Exercício
Transcreva sem alterações as linhas que vão do início do material até a linha que contém "[(289, 232)]", incluindo esta última.

Material do exercício
^^^^^^^^

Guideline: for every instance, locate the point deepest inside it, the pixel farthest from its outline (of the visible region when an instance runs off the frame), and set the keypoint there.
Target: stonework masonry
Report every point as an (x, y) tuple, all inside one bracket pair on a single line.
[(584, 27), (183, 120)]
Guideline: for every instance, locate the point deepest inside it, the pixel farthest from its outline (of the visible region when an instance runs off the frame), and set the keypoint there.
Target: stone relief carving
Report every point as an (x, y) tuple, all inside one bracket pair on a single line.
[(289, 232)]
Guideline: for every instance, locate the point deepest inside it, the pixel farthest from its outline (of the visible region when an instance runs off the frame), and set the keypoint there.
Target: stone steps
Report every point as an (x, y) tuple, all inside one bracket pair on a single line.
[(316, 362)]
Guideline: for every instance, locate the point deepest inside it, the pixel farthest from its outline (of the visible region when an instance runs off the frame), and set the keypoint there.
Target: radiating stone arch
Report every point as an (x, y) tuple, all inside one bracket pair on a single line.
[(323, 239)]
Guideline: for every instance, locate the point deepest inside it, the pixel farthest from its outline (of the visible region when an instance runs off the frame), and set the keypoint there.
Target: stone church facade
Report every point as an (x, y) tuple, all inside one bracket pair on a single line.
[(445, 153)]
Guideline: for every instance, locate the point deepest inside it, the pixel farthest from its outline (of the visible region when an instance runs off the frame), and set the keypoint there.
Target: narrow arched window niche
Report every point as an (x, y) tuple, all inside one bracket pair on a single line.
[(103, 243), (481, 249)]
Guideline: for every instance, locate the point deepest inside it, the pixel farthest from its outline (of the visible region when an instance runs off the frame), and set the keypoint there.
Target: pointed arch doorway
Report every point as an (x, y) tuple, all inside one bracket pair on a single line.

^^^^^^^^

Resposta
Guideline: for every instance, locate the point deepest inside it, the pixel farthest from its outline (of the visible region when an instance runs off the frame), and set the keypoint there.
Target: stonework masonry
Report every point as an (x, y) tuple, all inside one bracket pair on a single line.
[(584, 27), (183, 120)]
Guideline: for every instance, locate the point deepest inside it, the pixel farthest from its outline (of the visible region when an instance runs off the frame), and set the keypoint there.
Target: stone relief carving
Report every point as an (x, y) tuple, all inside one bracket pair on a single line.
[(289, 232)]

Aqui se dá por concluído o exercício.